**Data supplied:**

__________________________________________________

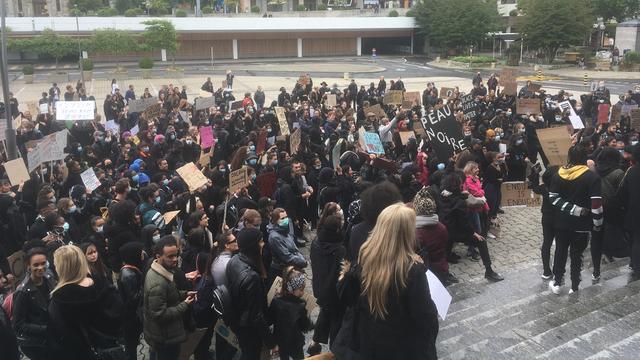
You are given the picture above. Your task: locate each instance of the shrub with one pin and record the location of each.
(107, 12)
(87, 64)
(27, 69)
(145, 63)
(133, 12)
(632, 57)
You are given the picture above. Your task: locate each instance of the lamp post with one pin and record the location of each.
(10, 144)
(75, 6)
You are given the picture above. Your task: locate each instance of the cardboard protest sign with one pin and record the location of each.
(282, 121)
(635, 119)
(508, 80)
(266, 183)
(443, 132)
(405, 136)
(528, 106)
(517, 193)
(205, 102)
(603, 113)
(414, 97)
(576, 121)
(140, 105)
(206, 137)
(376, 110)
(393, 97)
(89, 179)
(294, 141)
(75, 110)
(238, 179)
(192, 176)
(372, 143)
(469, 106)
(331, 100)
(555, 143)
(170, 215)
(16, 171)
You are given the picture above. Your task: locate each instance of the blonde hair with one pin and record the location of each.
(71, 265)
(386, 256)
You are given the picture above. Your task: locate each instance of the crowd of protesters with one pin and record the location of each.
(104, 267)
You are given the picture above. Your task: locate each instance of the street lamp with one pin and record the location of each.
(75, 6)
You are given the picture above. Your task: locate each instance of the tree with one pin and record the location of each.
(549, 25)
(455, 23)
(616, 9)
(112, 41)
(161, 34)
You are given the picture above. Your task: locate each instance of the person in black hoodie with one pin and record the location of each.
(576, 195)
(327, 251)
(30, 304)
(130, 287)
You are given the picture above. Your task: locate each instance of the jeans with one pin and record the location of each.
(573, 244)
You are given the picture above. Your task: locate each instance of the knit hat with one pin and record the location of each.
(423, 203)
(248, 239)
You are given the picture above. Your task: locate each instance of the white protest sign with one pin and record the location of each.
(75, 110)
(89, 179)
(576, 121)
(439, 294)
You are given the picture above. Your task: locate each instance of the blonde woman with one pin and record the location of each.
(82, 316)
(391, 315)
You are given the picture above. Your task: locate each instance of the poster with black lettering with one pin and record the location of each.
(444, 133)
(469, 106)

__________________________________________________

**Requirement:**
Starting with the line that contains "the blonde woman" and going on through the end of the records, express those records as a two-column CSV with the header label_text,points. Give one row per record, put its text and its answer each in a single quoted field, and turn any line breaks into spaces.

**Answer to this task:**
label_text,points
"You are given the picture above. Your task: locate each instance of the blonde woman with one pin and record the location of each.","(82, 316) (391, 315)"
"You are given the picture above. Your task: locate each instance of the poster with black lettering with one pin and record the location of each.","(444, 133) (469, 106)"